[start Article]

This rather old article showed up in a newspaper called the Daily Times out of Lahore, Pakistan!

Prospectors lured by ‘cursed’ Venezuela gold mine

Four centuries after the lure of Venezuelan gold brought ruin to English explorer Sir Walter Raleigh, the riches at one giant mine some say is cursed still haunt treasure hunters from across the globe.

Located south of the Orinoco river and near a town bearing the name of the mythical golden city of El Dorado, the Las Cristinas deposit captivates miners and prospectors even though no ore has been legally dug there in two decades.

Studies show it may be Latin America’s top gold deposit. But the Las Cristinas saga, involving a ghost town, environmental devastation and fist-sized nuggets, underlines the risks of business in Venezuela, where the draw of natural wealth has been dulled by rule changes and economic turmoil.

A web of legal cases and red tape has so far stopped any big company from extracting the estimated 20 million ounces of gold that lie in Las Cristinas and its sister property Brisas - together known as Kilometro 88.

[end Article]

**Set of tasks:**
1/ Set down the part of the Venezuela gold mine article from "Located south of" up to and including "as Kilometro 88.", word for word.
2/ Translate this sentence from the gold mine article into Spanish: "A web of legal cases and red tape has so far stopped any big company from extracting the estimated 20 million ounces of gold that lie in Las Cristinas and its sister property Brisas - together known as Kilometro 88."
3/ The gold mine article names three things that the Las Cristinas saga involves. List them.

[start Material supplied]

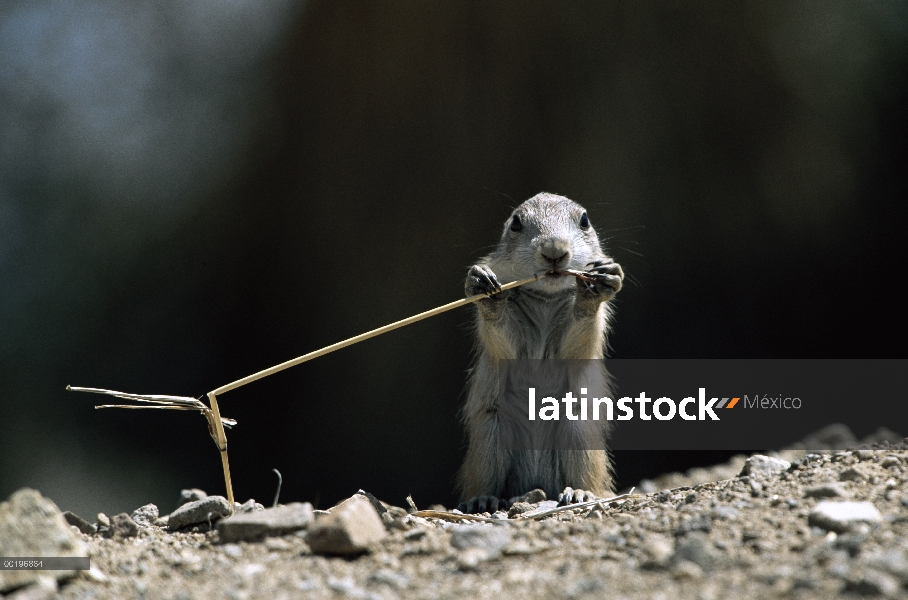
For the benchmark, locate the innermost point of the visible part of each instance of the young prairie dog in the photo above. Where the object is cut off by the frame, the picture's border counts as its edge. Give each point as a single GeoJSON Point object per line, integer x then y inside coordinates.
{"type": "Point", "coordinates": [559, 317]}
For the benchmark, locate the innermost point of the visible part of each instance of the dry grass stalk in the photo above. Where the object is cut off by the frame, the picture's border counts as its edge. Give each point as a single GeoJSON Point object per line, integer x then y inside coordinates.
{"type": "Point", "coordinates": [216, 423]}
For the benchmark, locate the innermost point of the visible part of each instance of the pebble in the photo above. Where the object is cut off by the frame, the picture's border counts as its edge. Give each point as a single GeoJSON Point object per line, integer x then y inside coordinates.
{"type": "Point", "coordinates": [697, 549]}
{"type": "Point", "coordinates": [891, 461]}
{"type": "Point", "coordinates": [122, 526]}
{"type": "Point", "coordinates": [874, 583]}
{"type": "Point", "coordinates": [858, 472]}
{"type": "Point", "coordinates": [518, 508]}
{"type": "Point", "coordinates": [660, 551]}
{"type": "Point", "coordinates": [893, 561]}
{"type": "Point", "coordinates": [45, 588]}
{"type": "Point", "coordinates": [32, 525]}
{"type": "Point", "coordinates": [247, 506]}
{"type": "Point", "coordinates": [541, 507]}
{"type": "Point", "coordinates": [192, 495]}
{"type": "Point", "coordinates": [351, 527]}
{"type": "Point", "coordinates": [826, 490]}
{"type": "Point", "coordinates": [532, 497]}
{"type": "Point", "coordinates": [491, 539]}
{"type": "Point", "coordinates": [842, 516]}
{"type": "Point", "coordinates": [77, 521]}
{"type": "Point", "coordinates": [145, 516]}
{"type": "Point", "coordinates": [392, 578]}
{"type": "Point", "coordinates": [208, 509]}
{"type": "Point", "coordinates": [764, 466]}
{"type": "Point", "coordinates": [257, 525]}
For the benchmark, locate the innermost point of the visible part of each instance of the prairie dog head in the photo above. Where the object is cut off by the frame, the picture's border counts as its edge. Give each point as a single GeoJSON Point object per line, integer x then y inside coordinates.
{"type": "Point", "coordinates": [546, 232]}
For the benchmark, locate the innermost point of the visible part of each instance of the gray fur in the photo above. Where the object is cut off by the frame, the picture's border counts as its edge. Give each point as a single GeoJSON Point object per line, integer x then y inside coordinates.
{"type": "Point", "coordinates": [556, 317]}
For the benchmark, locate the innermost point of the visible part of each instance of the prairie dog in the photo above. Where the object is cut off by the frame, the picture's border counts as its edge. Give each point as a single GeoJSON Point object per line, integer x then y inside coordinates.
{"type": "Point", "coordinates": [558, 316]}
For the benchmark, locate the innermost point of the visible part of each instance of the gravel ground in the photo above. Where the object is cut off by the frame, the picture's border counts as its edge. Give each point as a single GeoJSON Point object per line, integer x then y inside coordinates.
{"type": "Point", "coordinates": [767, 534]}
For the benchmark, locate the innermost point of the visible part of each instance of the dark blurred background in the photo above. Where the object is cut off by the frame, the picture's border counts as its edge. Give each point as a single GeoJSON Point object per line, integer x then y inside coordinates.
{"type": "Point", "coordinates": [191, 192]}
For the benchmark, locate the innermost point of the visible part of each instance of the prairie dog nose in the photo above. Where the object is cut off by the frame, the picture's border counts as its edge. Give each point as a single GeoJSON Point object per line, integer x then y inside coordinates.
{"type": "Point", "coordinates": [556, 251]}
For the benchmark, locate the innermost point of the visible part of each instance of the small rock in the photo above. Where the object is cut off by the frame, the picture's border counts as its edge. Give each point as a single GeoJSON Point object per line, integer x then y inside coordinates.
{"type": "Point", "coordinates": [891, 461]}
{"type": "Point", "coordinates": [376, 503]}
{"type": "Point", "coordinates": [45, 588]}
{"type": "Point", "coordinates": [660, 551]}
{"type": "Point", "coordinates": [518, 508]}
{"type": "Point", "coordinates": [257, 525]}
{"type": "Point", "coordinates": [826, 490]}
{"type": "Point", "coordinates": [687, 570]}
{"type": "Point", "coordinates": [206, 510]}
{"type": "Point", "coordinates": [850, 542]}
{"type": "Point", "coordinates": [492, 539]}
{"type": "Point", "coordinates": [532, 497]}
{"type": "Point", "coordinates": [351, 527]}
{"type": "Point", "coordinates": [756, 488]}
{"type": "Point", "coordinates": [725, 512]}
{"type": "Point", "coordinates": [77, 521]}
{"type": "Point", "coordinates": [392, 578]}
{"type": "Point", "coordinates": [842, 516]}
{"type": "Point", "coordinates": [248, 506]}
{"type": "Point", "coordinates": [858, 472]}
{"type": "Point", "coordinates": [122, 526]}
{"type": "Point", "coordinates": [541, 507]}
{"type": "Point", "coordinates": [32, 525]}
{"type": "Point", "coordinates": [697, 523]}
{"type": "Point", "coordinates": [759, 465]}
{"type": "Point", "coordinates": [471, 558]}
{"type": "Point", "coordinates": [894, 562]}
{"type": "Point", "coordinates": [276, 544]}
{"type": "Point", "coordinates": [696, 549]}
{"type": "Point", "coordinates": [646, 486]}
{"type": "Point", "coordinates": [145, 516]}
{"type": "Point", "coordinates": [193, 495]}
{"type": "Point", "coordinates": [874, 583]}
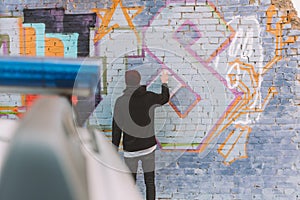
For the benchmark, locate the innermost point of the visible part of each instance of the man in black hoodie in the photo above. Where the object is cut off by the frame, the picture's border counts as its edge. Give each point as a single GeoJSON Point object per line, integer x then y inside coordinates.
{"type": "Point", "coordinates": [134, 117]}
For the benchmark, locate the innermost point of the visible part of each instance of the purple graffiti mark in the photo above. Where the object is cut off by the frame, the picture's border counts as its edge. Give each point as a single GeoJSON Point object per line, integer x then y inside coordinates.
{"type": "Point", "coordinates": [5, 44]}
{"type": "Point", "coordinates": [57, 21]}
{"type": "Point", "coordinates": [187, 34]}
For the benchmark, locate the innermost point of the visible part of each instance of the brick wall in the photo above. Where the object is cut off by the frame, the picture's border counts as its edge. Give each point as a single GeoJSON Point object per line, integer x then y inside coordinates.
{"type": "Point", "coordinates": [230, 130]}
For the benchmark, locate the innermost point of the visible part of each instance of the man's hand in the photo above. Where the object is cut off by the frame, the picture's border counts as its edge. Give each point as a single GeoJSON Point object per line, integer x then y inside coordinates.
{"type": "Point", "coordinates": [164, 77]}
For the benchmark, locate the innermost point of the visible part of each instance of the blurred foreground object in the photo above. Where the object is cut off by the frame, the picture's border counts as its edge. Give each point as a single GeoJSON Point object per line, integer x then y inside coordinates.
{"type": "Point", "coordinates": [44, 158]}
{"type": "Point", "coordinates": [54, 76]}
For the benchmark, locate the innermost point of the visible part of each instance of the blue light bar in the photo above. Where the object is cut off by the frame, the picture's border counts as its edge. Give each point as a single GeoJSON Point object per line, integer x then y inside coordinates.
{"type": "Point", "coordinates": [48, 75]}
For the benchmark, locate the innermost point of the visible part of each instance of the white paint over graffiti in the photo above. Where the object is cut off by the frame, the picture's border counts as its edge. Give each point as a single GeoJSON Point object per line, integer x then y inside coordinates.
{"type": "Point", "coordinates": [247, 46]}
{"type": "Point", "coordinates": [10, 27]}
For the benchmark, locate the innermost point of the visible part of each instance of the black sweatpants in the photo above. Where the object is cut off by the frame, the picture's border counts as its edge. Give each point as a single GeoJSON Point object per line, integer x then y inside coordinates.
{"type": "Point", "coordinates": [148, 166]}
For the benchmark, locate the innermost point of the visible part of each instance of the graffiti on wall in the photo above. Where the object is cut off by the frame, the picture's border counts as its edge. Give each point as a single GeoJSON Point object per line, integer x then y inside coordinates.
{"type": "Point", "coordinates": [60, 34]}
{"type": "Point", "coordinates": [44, 32]}
{"type": "Point", "coordinates": [216, 66]}
{"type": "Point", "coordinates": [216, 71]}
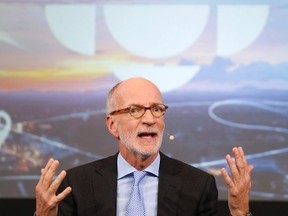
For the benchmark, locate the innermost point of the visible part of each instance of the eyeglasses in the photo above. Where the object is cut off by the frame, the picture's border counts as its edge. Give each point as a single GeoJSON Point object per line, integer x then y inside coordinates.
{"type": "Point", "coordinates": [137, 111]}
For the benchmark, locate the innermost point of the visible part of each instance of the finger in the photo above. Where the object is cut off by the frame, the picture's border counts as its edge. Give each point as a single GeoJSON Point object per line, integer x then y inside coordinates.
{"type": "Point", "coordinates": [48, 176]}
{"type": "Point", "coordinates": [55, 184]}
{"type": "Point", "coordinates": [63, 194]}
{"type": "Point", "coordinates": [44, 170]}
{"type": "Point", "coordinates": [226, 177]}
{"type": "Point", "coordinates": [232, 166]}
{"type": "Point", "coordinates": [240, 159]}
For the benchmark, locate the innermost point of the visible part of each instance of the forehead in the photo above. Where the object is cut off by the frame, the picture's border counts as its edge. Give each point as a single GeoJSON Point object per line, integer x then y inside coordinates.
{"type": "Point", "coordinates": [137, 91]}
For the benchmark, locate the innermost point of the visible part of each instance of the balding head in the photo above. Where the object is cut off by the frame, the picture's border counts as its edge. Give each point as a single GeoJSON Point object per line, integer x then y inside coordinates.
{"type": "Point", "coordinates": [136, 90]}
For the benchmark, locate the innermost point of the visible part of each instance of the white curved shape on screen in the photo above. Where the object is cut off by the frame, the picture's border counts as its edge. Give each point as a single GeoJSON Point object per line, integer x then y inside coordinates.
{"type": "Point", "coordinates": [239, 26]}
{"type": "Point", "coordinates": [74, 26]}
{"type": "Point", "coordinates": [5, 126]}
{"type": "Point", "coordinates": [156, 31]}
{"type": "Point", "coordinates": [167, 78]}
{"type": "Point", "coordinates": [6, 38]}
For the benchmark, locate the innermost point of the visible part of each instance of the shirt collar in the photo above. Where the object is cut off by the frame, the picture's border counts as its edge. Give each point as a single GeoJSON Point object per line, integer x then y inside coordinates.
{"type": "Point", "coordinates": [124, 168]}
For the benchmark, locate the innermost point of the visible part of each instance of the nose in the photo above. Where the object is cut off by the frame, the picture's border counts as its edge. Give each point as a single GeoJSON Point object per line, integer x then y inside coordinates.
{"type": "Point", "coordinates": [148, 117]}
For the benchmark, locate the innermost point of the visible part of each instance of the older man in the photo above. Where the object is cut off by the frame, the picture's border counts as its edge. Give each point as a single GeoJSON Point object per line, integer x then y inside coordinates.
{"type": "Point", "coordinates": [135, 117]}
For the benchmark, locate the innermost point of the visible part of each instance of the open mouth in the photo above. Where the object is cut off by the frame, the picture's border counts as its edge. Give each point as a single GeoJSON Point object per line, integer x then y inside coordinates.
{"type": "Point", "coordinates": [147, 134]}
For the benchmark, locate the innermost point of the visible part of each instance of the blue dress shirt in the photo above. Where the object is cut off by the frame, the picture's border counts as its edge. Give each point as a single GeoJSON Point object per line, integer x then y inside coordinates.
{"type": "Point", "coordinates": [148, 186]}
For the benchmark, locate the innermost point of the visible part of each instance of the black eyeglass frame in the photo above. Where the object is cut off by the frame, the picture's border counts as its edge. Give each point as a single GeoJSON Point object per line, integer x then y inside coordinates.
{"type": "Point", "coordinates": [128, 110]}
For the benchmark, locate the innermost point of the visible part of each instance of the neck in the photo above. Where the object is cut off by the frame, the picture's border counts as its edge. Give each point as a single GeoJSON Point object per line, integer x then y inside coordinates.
{"type": "Point", "coordinates": [139, 162]}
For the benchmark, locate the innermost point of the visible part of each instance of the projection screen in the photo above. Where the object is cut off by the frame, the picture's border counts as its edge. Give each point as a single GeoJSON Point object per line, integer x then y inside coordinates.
{"type": "Point", "coordinates": [222, 68]}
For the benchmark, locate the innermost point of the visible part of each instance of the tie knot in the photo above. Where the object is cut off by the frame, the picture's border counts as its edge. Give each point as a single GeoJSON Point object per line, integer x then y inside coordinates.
{"type": "Point", "coordinates": [138, 176]}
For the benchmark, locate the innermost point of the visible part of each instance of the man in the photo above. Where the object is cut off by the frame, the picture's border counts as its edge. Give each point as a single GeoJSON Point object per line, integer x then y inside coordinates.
{"type": "Point", "coordinates": [135, 117]}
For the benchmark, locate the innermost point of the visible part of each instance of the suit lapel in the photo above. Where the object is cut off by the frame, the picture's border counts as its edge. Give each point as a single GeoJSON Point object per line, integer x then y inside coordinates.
{"type": "Point", "coordinates": [169, 187]}
{"type": "Point", "coordinates": [105, 186]}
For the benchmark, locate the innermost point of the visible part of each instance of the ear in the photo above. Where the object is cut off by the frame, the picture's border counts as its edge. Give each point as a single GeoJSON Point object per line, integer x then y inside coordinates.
{"type": "Point", "coordinates": [111, 125]}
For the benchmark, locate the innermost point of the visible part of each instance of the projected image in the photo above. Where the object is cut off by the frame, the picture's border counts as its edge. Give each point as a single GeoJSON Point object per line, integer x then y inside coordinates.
{"type": "Point", "coordinates": [222, 69]}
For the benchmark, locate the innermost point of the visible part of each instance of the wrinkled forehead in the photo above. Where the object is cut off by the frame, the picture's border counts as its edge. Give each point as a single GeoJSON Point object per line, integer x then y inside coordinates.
{"type": "Point", "coordinates": [137, 91]}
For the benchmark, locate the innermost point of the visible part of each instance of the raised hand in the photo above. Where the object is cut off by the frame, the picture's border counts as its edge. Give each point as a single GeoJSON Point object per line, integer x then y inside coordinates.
{"type": "Point", "coordinates": [46, 199]}
{"type": "Point", "coordinates": [239, 183]}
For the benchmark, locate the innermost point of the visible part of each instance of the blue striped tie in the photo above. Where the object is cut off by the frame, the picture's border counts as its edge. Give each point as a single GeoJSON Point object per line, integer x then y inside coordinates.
{"type": "Point", "coordinates": [135, 205]}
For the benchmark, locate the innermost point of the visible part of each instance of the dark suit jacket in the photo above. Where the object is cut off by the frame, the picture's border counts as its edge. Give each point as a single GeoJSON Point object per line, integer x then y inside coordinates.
{"type": "Point", "coordinates": [183, 189]}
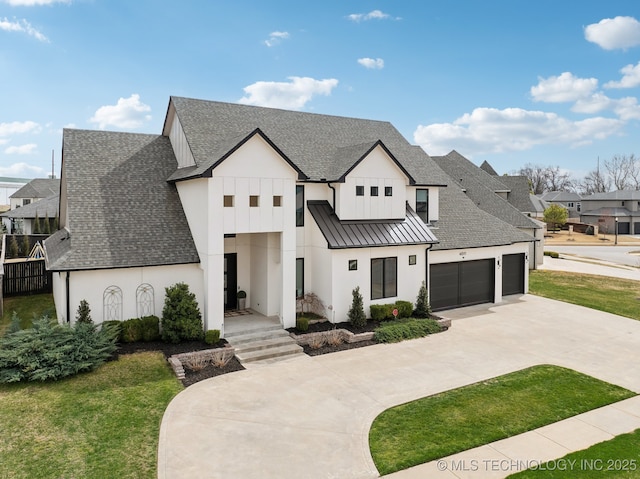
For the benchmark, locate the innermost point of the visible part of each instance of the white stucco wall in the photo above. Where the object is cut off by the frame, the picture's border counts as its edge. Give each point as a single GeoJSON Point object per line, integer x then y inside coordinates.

[end Material supplied]

**Responses per task:**
1/
Located south of the Orinoco river and near a town bearing the name of the mythical golden city of El Dorado, the Las Cristinas deposit captivates miners and prospectors even though no ore has been legally dug there in two decades.

Studies show it may be Latin America’s top gold deposit. But the Las Cristinas saga, involving a ghost town, environmental devastation and fist-sized nuggets, underlines the risks of business in Venezuela, where the draw of natural wealth has been dulled by rule changes and economic turmoil.

A web of legal cases and red tape has so far stopped any big company from extracting the estimated 20 million ounces of gold that lie in Las Cristinas and its sister property Brisas - together known as Kilometro 88.

2/ Una maraña de casos judiciales y trámites burocráticos ha impedido hasta ahora que cualquier gran empresa extraiga los aproximadamente 20 millones de onzas de oro que se encuentran en Las Cristinas y su propiedad hermana, Brisas, conocidas en conjunto como Kilometro 88.

3/
- a ghost town
- environmental devastation
- fist-sized nuggets